Entretien avec Fabien Larchez, créateur de Meilleur Ami Paris

Publié le 25 mars 2010 par Littlestylebox
J'ai découvert Meilleur Ami lors de mes passages réguliers à la librairie Ofr. Ses sacs et ses écharpes sont les seuls accessoires proposés par cette boutique à l'avant garde de la mode. Pas étonnant, ils sont simples et beaux, dans des matières souples et naturelles impossibles à résister. Très larges et fonctionnels, ils s'avèrent pratique pour tout fourrer et se portent tant à la main, qu'à l'épaule ou en travers du corps. Idéal pour ceux qui courent du matin au soir...
En préparation de mon vernissage du 30 mars, j'ai eu l'idée folle de contacter son créateur pour voir si il pouvait nous offrir un sac pour un concours de look. Il a tout de suite été emballé par l'idée !

◆ ENTRÉES ◆
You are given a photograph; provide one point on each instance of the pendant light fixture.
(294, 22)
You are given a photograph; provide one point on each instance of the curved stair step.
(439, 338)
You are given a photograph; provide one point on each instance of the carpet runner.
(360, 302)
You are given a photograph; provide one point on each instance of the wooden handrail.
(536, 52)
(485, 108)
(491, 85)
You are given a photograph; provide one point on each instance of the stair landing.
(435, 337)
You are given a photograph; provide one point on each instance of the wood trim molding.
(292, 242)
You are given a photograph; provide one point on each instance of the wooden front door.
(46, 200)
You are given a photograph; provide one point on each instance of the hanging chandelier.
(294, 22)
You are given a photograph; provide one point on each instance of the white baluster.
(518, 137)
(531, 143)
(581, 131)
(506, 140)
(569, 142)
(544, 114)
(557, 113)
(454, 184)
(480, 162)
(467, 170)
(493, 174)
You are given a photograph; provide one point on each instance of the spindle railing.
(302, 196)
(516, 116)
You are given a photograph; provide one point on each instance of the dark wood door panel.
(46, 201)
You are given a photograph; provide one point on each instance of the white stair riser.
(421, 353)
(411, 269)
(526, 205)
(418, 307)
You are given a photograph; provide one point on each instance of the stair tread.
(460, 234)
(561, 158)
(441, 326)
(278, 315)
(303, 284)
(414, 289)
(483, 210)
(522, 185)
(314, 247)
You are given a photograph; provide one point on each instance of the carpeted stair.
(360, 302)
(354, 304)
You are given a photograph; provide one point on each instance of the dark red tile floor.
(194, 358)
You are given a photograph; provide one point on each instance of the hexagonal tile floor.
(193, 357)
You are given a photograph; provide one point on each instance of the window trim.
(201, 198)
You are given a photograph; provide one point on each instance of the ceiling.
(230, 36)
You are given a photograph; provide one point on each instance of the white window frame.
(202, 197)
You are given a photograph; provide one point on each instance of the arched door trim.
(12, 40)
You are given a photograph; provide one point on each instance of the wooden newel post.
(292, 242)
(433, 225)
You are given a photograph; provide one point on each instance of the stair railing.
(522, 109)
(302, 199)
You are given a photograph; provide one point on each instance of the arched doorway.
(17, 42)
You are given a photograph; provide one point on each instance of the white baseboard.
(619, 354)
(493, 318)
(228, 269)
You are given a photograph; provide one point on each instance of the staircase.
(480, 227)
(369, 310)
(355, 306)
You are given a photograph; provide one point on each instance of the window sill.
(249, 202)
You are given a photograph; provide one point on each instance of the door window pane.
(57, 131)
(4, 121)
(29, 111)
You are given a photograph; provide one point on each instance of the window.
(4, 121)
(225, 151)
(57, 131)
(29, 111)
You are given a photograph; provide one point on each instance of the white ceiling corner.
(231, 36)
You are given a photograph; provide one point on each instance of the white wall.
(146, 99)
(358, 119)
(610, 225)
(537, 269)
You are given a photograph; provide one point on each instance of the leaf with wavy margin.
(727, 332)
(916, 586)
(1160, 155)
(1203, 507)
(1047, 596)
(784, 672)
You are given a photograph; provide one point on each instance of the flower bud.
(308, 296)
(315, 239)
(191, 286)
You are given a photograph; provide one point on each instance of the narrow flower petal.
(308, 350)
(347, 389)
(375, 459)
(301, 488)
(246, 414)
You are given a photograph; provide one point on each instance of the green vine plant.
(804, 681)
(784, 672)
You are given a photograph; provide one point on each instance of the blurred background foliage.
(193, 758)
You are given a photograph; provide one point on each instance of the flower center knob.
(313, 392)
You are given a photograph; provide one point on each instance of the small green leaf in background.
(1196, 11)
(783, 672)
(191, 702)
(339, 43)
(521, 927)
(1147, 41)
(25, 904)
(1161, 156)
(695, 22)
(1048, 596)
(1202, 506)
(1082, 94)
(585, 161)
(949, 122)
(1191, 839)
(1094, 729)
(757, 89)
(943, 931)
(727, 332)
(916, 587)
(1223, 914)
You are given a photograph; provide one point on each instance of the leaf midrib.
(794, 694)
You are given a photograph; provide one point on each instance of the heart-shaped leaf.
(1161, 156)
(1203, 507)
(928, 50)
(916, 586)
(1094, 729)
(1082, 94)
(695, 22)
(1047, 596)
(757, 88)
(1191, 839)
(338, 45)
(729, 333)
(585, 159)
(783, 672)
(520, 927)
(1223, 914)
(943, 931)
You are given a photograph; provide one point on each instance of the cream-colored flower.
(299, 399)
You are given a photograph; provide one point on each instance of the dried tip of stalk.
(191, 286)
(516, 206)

◆ CONSIGNE ◆
Extrayez dans son intégralité, sans aucune modification, le texte consacré à l'entretien avec Fabien Larchez.

◆ CORRIGÉ ◆
Entretien avec Fabien Larchez, créateur de Meilleur Ami Paris

Publié le 25 mars 2010 par Littlestylebox
J'ai découvert Meilleur Ami lors de mes passages réguliers à la librairie Ofr. Ses sacs et ses écharpes sont les seuls accessoires proposés par cette boutique à l'avant garde de la mode. Pas étonnant, ils sont simples et beaux, dans des matières souples et naturelles impossibles à résister. Très larges et fonctionnels, ils s'avèrent pratique pour tout fourrer et se portent tant à la main, qu'à l'épaule ou en travers du corps. Idéal pour ceux qui courent du matin au soir...
En préparation de mon vernissage du 30 mars, j'ai eu l'idée folle de contacter son créateur pour voir si il pouvait nous offrir un sac pour un concours de look. Il a tout de suite été emballé par l'idée !